An exact, line-by-line copy is needed, beginning at the line with "Query: dog's head" and ending at the last line of the listing below.

□ □ □ □ □ □ □

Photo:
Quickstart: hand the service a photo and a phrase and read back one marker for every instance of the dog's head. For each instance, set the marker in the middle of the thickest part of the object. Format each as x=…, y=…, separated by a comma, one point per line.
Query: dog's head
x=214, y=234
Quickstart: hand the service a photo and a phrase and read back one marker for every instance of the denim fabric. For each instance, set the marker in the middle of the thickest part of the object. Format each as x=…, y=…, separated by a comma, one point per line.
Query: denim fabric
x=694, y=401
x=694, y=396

□ □ □ □ □ □ □

**Task result**:
Query: dog's head
x=214, y=234
Quickstart: hand the service a photo and a phrase and read back one marker for every instance of the denim fabric. For each instance, set the marker in the middle of the thickest part of the object. Format each as x=…, y=…, separated by a comma, one point per line.
Query: denim fabric
x=694, y=401
x=694, y=396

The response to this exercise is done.